**Exercise brief:**
Count the lines in the records below that contain the word "garage", and reply with only that number.

**Material provided:**
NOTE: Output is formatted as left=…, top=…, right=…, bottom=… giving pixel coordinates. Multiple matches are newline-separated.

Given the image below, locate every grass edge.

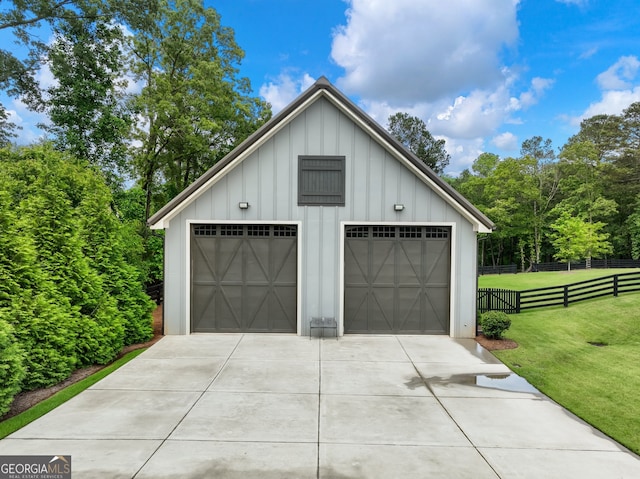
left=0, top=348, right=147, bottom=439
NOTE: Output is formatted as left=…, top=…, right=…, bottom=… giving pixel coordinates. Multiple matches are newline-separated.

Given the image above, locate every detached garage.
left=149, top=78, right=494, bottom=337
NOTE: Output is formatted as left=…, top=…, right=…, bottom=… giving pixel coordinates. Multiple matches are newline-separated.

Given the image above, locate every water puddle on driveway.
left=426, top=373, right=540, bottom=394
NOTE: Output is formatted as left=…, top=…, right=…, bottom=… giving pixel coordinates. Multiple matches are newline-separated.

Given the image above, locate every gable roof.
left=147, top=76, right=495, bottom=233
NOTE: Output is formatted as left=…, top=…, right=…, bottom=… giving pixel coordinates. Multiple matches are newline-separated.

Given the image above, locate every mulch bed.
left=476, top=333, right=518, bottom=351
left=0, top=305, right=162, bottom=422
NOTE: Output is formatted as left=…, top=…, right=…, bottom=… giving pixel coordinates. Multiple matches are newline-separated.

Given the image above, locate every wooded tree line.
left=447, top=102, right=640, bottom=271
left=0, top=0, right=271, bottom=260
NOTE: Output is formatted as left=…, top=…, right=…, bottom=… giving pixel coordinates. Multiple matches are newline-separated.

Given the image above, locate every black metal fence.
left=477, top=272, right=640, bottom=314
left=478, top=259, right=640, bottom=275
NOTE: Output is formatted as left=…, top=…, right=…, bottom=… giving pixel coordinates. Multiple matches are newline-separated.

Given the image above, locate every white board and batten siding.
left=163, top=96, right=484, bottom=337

--

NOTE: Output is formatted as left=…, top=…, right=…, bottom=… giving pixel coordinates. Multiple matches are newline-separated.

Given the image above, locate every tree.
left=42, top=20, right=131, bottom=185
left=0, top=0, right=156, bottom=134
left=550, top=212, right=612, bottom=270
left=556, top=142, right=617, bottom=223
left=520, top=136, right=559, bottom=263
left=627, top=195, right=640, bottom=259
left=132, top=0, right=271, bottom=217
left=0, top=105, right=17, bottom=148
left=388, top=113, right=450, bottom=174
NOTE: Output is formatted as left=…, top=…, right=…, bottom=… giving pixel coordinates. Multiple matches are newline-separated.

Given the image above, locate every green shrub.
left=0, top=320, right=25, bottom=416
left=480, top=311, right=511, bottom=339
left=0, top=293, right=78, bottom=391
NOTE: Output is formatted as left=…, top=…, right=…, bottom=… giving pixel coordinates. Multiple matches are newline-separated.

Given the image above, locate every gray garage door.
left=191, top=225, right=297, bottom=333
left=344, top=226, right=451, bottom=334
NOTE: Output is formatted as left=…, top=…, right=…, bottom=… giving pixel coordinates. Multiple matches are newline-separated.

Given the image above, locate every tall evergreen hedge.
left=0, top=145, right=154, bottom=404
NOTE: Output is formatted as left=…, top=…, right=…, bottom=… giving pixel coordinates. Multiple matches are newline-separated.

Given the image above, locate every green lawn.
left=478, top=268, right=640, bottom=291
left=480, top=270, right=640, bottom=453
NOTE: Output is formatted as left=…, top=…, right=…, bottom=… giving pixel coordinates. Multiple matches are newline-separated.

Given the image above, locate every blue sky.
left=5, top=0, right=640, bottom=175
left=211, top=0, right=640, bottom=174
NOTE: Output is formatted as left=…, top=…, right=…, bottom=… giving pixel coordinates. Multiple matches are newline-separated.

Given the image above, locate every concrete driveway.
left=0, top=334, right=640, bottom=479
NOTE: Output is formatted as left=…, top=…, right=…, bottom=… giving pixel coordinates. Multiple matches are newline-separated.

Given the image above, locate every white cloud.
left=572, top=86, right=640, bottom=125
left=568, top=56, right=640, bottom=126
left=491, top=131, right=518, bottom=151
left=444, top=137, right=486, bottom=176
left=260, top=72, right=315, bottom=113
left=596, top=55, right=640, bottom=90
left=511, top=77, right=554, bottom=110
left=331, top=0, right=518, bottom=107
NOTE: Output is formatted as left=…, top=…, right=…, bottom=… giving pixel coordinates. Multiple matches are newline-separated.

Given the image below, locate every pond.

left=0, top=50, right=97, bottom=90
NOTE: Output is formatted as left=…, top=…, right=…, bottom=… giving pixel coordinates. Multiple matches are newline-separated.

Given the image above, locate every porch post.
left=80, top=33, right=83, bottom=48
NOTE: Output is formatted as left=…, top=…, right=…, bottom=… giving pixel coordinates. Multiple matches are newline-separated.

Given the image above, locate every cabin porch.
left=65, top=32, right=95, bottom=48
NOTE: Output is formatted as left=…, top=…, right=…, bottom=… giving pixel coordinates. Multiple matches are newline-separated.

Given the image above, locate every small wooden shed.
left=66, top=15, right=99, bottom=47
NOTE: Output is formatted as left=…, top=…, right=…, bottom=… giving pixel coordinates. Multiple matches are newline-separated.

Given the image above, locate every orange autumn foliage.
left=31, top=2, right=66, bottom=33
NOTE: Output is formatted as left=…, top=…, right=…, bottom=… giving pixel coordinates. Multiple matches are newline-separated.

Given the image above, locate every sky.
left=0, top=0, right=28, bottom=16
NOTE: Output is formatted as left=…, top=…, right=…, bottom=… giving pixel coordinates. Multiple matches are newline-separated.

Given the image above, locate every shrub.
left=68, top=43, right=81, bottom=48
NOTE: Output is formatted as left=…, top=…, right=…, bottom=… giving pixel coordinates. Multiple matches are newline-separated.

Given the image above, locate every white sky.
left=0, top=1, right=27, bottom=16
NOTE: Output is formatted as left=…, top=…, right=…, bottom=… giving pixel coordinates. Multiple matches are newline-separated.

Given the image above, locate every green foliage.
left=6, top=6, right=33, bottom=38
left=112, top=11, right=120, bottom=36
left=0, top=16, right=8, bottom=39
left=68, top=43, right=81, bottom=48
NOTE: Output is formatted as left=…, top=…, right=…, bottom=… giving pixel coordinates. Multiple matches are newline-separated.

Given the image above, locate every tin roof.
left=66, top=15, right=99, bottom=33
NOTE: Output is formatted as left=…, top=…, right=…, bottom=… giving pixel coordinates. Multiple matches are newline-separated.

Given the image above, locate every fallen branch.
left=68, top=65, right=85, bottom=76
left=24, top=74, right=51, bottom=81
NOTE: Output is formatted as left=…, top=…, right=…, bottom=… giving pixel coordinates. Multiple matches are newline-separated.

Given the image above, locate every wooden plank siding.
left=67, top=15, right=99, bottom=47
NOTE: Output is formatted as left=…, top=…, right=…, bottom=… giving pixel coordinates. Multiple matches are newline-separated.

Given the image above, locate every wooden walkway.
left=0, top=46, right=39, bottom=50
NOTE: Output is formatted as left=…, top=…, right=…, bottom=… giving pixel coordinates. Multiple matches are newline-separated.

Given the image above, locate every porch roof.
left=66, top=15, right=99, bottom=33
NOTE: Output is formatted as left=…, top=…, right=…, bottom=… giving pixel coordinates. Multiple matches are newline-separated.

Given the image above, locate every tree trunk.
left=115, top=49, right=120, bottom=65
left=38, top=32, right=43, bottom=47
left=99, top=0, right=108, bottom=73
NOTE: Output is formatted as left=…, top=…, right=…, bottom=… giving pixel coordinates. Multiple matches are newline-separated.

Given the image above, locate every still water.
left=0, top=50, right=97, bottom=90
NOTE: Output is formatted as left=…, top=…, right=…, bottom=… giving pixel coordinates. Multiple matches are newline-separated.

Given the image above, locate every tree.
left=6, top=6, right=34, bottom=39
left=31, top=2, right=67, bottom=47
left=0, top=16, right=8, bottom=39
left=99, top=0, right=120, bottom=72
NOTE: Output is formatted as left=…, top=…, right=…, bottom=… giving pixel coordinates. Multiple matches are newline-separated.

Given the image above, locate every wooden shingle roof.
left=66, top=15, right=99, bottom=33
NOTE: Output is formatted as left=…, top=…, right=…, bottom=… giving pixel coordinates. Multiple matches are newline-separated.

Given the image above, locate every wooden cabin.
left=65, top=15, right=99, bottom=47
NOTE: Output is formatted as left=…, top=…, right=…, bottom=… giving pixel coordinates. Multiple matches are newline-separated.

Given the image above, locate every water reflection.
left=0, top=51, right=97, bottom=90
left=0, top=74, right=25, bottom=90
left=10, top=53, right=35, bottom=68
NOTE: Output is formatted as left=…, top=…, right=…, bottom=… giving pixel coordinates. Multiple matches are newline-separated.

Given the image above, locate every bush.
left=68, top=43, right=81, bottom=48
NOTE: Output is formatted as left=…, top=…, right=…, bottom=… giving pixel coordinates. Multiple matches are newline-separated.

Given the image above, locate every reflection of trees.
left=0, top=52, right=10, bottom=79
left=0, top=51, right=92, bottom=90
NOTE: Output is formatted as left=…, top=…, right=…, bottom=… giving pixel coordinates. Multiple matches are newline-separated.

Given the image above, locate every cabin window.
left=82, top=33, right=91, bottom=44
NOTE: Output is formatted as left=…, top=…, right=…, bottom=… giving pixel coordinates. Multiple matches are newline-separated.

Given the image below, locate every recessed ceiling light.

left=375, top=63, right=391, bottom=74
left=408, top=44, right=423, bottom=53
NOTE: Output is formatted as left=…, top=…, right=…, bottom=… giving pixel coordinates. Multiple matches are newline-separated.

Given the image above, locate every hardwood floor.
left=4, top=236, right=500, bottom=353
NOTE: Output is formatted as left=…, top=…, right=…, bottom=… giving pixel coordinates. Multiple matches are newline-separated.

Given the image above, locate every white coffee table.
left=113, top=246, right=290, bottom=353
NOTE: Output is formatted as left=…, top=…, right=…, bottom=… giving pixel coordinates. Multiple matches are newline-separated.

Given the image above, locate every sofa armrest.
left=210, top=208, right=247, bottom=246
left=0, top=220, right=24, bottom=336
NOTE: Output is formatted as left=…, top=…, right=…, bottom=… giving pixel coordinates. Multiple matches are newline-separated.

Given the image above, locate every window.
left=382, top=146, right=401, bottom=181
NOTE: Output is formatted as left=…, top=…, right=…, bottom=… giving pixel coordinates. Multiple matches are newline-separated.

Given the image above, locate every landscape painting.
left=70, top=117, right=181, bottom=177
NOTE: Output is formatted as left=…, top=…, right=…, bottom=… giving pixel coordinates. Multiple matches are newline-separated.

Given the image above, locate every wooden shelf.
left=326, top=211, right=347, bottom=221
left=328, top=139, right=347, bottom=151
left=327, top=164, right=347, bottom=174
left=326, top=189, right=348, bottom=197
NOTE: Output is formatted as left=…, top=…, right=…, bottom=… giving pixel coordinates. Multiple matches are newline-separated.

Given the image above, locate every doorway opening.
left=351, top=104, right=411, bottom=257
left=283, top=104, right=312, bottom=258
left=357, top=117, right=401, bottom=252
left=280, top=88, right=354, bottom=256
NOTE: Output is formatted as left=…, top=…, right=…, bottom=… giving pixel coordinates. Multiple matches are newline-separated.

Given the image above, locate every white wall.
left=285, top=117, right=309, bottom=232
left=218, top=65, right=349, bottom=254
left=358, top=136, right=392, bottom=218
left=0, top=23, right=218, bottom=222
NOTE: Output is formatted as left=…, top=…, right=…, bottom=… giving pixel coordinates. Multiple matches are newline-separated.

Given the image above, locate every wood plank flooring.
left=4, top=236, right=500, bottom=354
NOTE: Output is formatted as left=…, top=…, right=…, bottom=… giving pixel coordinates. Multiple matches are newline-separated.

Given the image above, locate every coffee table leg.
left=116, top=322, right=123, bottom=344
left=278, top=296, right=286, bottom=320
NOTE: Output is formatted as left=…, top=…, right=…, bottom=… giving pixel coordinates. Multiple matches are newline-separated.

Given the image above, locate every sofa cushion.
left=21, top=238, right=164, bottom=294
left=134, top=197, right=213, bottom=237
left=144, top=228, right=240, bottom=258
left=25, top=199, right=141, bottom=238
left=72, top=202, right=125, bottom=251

**Right answer:**
2